● **PROBLEM DETAILS**: Copy the rows from the very first line down to and including the line that contains "negative clicks: (520, 244) (344, 420)", swapping each "clicks" for "points" and leaving everything else unchanged.
━━━ PROVIDED INFORMATION
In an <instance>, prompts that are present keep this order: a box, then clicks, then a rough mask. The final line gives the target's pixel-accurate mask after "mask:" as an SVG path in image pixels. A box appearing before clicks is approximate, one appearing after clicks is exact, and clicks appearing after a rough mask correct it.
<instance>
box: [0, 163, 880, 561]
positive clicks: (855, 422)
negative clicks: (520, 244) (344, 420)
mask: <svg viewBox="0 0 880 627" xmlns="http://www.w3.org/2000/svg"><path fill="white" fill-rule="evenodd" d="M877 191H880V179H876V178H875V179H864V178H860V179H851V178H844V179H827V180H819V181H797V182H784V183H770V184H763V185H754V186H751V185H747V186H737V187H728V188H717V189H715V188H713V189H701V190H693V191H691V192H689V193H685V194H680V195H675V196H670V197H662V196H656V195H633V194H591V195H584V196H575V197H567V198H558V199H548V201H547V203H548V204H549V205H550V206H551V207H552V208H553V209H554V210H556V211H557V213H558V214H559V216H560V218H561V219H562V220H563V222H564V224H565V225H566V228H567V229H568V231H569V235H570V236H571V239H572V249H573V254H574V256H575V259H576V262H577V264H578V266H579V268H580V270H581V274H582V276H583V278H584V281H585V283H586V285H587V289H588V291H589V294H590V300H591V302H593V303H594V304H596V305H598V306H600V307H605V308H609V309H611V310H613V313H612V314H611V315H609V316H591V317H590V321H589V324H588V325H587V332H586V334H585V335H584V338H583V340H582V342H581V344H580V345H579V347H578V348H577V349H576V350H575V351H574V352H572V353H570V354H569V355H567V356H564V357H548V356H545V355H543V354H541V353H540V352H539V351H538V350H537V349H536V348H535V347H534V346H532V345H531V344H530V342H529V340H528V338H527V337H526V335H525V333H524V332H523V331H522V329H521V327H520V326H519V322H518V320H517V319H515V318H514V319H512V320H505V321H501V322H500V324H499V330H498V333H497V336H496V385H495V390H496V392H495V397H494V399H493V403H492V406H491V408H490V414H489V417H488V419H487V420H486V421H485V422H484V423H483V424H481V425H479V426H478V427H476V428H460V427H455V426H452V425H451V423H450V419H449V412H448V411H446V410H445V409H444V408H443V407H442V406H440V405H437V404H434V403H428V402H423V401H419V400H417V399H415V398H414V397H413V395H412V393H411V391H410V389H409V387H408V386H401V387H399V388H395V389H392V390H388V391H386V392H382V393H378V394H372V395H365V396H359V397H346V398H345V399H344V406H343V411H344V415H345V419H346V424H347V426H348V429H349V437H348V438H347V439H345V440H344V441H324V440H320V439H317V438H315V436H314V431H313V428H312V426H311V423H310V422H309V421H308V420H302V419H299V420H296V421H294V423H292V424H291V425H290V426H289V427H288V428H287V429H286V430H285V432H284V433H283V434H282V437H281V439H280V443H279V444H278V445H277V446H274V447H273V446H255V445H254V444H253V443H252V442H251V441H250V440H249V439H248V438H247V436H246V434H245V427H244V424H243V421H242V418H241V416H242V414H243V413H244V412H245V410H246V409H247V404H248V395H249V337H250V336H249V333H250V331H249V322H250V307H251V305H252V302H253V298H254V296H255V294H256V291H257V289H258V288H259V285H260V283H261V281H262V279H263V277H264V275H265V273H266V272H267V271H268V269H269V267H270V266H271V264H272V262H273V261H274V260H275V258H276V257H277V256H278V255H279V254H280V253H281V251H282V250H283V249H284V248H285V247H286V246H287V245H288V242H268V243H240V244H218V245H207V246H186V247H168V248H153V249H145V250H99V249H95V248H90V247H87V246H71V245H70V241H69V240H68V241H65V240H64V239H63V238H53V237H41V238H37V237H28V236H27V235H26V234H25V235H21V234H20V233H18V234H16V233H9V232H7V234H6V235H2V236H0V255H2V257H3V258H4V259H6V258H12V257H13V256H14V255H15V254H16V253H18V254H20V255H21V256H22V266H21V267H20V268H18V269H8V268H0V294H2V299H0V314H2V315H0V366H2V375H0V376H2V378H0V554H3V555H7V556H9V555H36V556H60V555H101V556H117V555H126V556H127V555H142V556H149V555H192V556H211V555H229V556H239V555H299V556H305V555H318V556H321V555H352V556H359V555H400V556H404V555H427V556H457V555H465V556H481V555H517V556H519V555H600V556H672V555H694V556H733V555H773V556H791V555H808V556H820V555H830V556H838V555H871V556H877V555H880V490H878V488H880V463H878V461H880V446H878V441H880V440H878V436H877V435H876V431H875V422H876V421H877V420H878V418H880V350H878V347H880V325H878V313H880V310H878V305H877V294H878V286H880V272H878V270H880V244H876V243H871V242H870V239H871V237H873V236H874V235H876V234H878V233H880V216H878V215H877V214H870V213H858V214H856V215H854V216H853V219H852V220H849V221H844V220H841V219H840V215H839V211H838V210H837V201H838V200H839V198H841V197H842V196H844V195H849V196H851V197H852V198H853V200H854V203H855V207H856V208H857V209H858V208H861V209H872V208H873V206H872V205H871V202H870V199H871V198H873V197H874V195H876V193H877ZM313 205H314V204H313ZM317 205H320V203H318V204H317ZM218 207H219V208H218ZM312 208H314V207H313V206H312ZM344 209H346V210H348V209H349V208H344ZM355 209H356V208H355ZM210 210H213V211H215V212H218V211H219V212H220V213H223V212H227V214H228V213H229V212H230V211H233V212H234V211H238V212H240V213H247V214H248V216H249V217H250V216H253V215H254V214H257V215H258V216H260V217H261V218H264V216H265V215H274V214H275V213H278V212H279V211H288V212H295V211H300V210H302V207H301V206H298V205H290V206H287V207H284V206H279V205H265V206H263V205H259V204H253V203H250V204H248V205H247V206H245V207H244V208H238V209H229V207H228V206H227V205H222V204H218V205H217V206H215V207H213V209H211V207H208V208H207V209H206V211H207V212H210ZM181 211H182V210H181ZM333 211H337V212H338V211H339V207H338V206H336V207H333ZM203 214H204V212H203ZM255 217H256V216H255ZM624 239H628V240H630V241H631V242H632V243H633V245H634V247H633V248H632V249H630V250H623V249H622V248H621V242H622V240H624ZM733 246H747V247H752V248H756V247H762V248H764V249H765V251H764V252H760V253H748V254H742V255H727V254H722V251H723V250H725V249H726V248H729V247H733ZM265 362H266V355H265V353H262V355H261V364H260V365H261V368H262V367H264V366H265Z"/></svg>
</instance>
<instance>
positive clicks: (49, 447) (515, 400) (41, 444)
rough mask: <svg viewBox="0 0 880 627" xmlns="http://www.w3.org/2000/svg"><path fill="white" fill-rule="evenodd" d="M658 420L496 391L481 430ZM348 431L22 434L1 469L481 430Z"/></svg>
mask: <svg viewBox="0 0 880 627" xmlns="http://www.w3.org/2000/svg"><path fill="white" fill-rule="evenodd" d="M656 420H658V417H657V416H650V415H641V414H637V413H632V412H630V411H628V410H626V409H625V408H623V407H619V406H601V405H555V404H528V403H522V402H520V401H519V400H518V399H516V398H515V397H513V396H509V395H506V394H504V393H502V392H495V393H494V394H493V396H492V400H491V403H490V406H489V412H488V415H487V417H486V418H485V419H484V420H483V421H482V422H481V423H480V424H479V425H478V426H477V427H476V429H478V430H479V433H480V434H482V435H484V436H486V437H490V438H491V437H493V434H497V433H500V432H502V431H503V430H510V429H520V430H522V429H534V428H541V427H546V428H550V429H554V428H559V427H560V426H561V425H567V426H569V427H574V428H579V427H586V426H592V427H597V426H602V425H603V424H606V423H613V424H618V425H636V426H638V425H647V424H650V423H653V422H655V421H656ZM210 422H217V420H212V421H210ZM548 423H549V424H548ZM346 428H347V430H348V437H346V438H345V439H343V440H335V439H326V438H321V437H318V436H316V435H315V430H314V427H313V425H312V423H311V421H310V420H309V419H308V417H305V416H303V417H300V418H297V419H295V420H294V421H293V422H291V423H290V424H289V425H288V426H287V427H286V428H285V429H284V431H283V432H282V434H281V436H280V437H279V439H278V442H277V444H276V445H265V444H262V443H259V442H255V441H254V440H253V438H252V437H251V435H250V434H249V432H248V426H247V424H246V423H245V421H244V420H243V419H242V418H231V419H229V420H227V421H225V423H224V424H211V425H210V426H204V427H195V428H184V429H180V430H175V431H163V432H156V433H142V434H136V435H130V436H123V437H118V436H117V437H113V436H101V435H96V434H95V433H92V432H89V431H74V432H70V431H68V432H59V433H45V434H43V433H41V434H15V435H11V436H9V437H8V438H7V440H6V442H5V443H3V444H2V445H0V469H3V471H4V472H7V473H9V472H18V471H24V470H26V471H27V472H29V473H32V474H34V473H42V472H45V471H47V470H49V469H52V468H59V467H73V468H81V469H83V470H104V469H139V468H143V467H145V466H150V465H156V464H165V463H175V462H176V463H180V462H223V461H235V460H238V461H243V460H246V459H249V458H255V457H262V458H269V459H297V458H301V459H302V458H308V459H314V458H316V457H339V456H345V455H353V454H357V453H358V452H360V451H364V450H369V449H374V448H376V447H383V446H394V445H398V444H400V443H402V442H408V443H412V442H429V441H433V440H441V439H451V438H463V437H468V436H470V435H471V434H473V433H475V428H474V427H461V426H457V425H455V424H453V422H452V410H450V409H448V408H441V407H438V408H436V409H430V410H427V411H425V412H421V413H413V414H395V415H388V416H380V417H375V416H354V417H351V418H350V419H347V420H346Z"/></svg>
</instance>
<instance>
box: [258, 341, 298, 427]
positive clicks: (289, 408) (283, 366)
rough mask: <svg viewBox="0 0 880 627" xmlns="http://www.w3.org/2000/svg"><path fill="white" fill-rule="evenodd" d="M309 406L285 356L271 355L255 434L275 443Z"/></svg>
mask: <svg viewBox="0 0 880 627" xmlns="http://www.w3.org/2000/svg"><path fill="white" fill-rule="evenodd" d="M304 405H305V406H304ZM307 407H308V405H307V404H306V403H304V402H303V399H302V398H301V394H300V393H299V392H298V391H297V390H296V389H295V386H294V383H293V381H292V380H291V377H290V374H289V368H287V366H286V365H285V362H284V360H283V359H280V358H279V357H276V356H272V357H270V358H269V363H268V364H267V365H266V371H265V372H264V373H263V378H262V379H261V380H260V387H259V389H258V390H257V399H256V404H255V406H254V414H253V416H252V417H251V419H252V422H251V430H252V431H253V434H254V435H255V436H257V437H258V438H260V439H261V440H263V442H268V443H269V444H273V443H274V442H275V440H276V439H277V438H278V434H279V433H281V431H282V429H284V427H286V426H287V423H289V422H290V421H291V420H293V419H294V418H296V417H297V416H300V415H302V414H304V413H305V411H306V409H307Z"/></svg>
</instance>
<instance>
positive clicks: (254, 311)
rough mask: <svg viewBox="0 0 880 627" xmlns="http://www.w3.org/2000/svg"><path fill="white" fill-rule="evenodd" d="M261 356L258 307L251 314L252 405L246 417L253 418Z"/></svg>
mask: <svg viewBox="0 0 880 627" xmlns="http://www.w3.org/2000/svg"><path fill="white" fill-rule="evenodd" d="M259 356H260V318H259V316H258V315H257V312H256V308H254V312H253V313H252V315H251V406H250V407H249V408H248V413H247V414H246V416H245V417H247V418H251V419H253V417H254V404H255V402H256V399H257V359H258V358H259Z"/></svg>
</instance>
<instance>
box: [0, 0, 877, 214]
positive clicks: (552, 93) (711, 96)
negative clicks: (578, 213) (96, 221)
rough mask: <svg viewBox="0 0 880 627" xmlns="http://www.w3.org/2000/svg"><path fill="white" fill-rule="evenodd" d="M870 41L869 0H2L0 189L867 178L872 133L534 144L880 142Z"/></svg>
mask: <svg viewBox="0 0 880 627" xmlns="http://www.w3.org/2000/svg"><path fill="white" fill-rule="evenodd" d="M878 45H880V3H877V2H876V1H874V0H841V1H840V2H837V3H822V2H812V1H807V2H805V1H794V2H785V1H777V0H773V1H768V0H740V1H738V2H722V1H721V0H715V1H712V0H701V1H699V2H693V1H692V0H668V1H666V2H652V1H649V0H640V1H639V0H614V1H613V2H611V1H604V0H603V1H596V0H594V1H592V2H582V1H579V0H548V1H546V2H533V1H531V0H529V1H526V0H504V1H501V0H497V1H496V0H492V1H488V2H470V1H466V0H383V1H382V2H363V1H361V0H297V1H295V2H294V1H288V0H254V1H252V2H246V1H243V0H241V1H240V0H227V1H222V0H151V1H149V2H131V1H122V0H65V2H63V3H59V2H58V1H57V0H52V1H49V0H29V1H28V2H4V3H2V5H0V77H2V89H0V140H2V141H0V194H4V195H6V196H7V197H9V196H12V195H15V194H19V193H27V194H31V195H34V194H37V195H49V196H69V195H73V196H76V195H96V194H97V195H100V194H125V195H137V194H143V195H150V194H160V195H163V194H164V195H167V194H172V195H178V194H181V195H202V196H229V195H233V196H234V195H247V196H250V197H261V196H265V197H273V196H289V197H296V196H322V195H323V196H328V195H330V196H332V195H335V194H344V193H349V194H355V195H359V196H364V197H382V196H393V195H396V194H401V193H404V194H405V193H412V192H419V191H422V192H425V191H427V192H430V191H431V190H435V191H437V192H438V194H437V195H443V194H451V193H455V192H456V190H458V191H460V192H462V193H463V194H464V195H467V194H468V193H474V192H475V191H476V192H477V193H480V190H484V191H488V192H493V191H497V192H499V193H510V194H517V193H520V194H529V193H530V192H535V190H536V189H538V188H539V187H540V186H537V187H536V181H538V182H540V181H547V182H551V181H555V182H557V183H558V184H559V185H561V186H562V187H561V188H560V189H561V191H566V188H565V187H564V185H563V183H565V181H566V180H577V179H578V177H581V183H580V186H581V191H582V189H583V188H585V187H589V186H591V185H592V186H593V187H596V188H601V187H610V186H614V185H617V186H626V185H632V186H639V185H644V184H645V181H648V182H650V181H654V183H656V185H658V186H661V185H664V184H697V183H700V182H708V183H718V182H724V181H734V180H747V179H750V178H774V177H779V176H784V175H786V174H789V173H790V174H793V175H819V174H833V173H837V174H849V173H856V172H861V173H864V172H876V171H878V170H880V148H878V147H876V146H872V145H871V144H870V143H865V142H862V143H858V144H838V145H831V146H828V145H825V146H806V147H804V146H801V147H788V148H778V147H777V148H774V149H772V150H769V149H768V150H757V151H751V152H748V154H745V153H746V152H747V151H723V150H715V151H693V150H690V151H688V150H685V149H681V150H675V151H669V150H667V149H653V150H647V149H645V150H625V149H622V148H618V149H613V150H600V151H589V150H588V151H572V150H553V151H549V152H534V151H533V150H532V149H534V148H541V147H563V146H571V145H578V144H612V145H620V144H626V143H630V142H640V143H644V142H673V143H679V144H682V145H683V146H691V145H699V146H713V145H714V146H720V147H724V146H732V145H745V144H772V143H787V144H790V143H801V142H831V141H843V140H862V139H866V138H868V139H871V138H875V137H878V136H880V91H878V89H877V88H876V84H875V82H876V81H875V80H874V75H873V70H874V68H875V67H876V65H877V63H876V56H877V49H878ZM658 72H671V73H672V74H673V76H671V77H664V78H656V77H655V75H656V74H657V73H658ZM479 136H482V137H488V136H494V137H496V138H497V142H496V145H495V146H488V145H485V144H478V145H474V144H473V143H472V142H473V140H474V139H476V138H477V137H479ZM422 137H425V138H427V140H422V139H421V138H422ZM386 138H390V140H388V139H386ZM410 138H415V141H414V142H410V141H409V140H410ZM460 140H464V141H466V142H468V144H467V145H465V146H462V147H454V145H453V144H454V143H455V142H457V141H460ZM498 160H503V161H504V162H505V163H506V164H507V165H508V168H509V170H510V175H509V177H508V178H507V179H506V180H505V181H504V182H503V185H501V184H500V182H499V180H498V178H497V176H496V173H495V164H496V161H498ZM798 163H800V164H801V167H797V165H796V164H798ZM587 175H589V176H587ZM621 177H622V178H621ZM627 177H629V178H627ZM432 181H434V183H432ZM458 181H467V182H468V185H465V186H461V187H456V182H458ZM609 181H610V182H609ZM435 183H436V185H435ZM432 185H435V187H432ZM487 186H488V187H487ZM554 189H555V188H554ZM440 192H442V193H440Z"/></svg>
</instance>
━━━━━━
● **SOLUTION BELOW**:
In an <instance>, prompts that are present keep this order: a box, then points, then a rough mask. The final line gives the target's pixel-accurate mask after "mask:" as an SVG path in image pixels. A box appearing before points is approximate, one appearing after points is exact, and points appearing after a rough mask correct it.
<instance>
box: [0, 163, 880, 561]
positive points: (855, 422)
negative points: (520, 244) (344, 420)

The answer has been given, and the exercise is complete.